## Start SOURCE DATA
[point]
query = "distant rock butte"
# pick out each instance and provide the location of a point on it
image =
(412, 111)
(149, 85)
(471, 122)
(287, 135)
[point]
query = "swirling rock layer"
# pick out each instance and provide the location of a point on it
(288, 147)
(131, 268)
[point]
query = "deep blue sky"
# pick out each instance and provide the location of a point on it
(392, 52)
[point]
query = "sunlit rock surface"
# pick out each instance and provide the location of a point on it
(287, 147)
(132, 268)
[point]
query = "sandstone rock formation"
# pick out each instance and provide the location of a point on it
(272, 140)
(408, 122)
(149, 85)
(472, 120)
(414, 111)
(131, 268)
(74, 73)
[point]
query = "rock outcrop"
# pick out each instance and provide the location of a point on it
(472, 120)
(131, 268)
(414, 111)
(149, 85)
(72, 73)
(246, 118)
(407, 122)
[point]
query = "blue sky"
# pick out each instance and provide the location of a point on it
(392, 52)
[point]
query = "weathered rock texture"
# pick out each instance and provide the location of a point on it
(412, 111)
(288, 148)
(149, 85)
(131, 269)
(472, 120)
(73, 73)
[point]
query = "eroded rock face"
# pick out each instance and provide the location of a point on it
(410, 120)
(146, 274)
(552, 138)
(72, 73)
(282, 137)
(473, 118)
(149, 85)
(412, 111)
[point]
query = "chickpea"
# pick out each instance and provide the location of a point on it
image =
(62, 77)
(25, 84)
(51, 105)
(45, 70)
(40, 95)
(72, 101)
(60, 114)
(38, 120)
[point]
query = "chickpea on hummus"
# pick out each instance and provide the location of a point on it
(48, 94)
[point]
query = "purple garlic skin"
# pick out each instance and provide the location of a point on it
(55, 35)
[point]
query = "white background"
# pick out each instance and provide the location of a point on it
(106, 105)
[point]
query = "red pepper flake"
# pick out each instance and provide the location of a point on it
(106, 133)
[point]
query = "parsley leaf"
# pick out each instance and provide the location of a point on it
## End SOURCE DATA
TO BE DONE ▸
Copy all of the items above line for line, leaving every character unchanged.

FINAL ANSWER ▸
[point]
query = "distant rock butte"
# pick out each instance and provide the location of a point on it
image =
(412, 111)
(149, 85)
(471, 122)
(287, 135)
[point]
query = "swirling rock layer"
# pick out each instance and provide the location of a point on it
(288, 147)
(131, 268)
[point]
query = "deep blue sky"
# pick out each instance and provide the location of a point on it
(392, 52)
[point]
query = "sunlit rock surface"
# pick out each instance and provide the location of a point on it
(287, 147)
(132, 268)
[point]
query = "sandstone rock formation"
# pick out each instance and provide the location of a point on it
(272, 140)
(408, 122)
(149, 85)
(472, 120)
(414, 111)
(131, 268)
(74, 73)
[point]
query = "rock outcrop"
# pick out each instance and provide the location of a point on it
(472, 120)
(131, 268)
(414, 111)
(149, 85)
(72, 73)
(246, 118)
(407, 122)
[point]
query = "blue sky"
# pick out each instance and provide the location of a point on it
(392, 52)
[point]
query = "weathered rock texture"
# pick out each instance and provide the location of a point on it
(412, 111)
(288, 148)
(149, 85)
(131, 269)
(472, 120)
(73, 73)
[point]
query = "eroded rock face"
# pick out each instance and provide the location of a point on it
(410, 120)
(146, 274)
(552, 138)
(72, 73)
(282, 137)
(473, 118)
(149, 85)
(412, 111)
[point]
query = "chickpea"
# pick out each instance and provide the location of a point on it
image =
(62, 77)
(25, 84)
(51, 105)
(45, 70)
(40, 95)
(72, 101)
(60, 114)
(38, 120)
[point]
query = "chickpea on hummus"
# pick out each instance and provide the location of a point on it
(48, 94)
[point]
query = "purple garlic skin"
# pick out each instance and provide the location of a point on it
(55, 35)
[point]
query = "white background"
# pick out each instance and provide the location of a point on it
(106, 105)
[point]
query = "red pepper flake"
# pick out each instance and provide the location of a point on it
(106, 133)
[point]
query = "parsley leaf"
# pick out each instance and provide the location of a point on it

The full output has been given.